* begin DATA EXCERPTS *

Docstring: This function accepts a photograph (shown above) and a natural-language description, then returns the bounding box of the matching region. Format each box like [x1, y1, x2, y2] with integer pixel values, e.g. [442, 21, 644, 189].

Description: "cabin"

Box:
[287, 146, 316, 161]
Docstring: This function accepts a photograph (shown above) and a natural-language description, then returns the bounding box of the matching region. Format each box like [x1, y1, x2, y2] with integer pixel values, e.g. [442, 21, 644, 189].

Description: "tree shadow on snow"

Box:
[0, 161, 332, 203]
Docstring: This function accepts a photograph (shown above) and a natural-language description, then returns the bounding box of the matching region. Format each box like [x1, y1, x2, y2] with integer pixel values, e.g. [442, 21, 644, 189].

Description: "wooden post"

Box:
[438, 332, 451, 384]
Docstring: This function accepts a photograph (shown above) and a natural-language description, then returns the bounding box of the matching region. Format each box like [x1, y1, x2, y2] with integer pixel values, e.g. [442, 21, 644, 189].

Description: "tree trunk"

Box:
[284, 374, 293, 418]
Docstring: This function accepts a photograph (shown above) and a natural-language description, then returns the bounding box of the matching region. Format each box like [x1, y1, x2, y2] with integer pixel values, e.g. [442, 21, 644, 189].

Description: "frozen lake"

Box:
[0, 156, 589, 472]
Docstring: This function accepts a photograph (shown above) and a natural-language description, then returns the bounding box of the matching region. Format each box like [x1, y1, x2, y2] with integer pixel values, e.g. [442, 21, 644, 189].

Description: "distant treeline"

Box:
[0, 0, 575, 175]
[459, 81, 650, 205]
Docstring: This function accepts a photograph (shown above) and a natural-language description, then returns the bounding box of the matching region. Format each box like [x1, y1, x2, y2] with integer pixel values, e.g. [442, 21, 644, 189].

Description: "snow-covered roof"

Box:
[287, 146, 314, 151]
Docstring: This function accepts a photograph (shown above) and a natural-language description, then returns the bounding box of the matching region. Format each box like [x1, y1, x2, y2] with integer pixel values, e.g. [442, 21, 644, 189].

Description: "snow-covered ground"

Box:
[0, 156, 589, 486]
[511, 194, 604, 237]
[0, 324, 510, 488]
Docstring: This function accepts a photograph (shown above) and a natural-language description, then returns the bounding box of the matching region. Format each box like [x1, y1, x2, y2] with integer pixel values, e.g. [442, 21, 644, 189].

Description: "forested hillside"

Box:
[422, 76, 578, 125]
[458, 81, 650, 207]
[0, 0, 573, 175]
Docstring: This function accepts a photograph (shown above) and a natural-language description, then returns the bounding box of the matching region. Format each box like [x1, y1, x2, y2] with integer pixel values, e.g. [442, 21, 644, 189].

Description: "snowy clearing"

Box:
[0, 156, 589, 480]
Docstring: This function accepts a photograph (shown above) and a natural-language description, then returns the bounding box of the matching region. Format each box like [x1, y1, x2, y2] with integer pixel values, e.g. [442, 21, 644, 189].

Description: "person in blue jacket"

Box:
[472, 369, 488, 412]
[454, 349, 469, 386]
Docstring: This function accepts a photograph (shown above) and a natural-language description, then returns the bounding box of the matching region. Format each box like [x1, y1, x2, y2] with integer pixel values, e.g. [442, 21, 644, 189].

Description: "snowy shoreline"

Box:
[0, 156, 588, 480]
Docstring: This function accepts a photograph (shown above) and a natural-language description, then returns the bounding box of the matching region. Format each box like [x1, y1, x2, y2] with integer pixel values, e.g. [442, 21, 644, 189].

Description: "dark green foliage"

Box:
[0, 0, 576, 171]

* end DATA EXCERPTS *

§ STATED TASK
Write out everything from the first of these lines down to the line containing "[284, 374, 293, 418]", both ends included.

§ RESULT OF THIS TASK
Docstring: This function accepts a photograph (shown above) and a natural-language description, then returns the bounding box of the matching region. Format each box like [x1, y1, x2, y2] with integer pixel values, e.g. [442, 21, 644, 189].

Description: "cabin"

Box:
[287, 146, 316, 161]
Docstring: This function accepts a photograph (shown above) and a natural-language description, then returns the bounding box of the matching region. Format each box like [x1, y1, x2, y2] with integer pixel values, e.g. [442, 21, 644, 189].

Description: "tree shadow on snow"

Box:
[0, 161, 332, 203]
Docstring: This function accepts a photograph (shown above) and a natural-language description, then returns the bounding box of the matching region. Format each box like [x1, y1, x2, y2] with integer pixel values, e.g. [442, 21, 644, 189].

Description: "wooden post"

Box:
[438, 332, 451, 384]
Docstring: This function accepts a photograph (shown above) and a natural-language description, then returns the bounding box of the matching region. Format each box like [x1, y1, x2, y2] with integer pixel values, e.g. [442, 21, 644, 189].

Description: "tree trunk"

Box:
[284, 374, 293, 418]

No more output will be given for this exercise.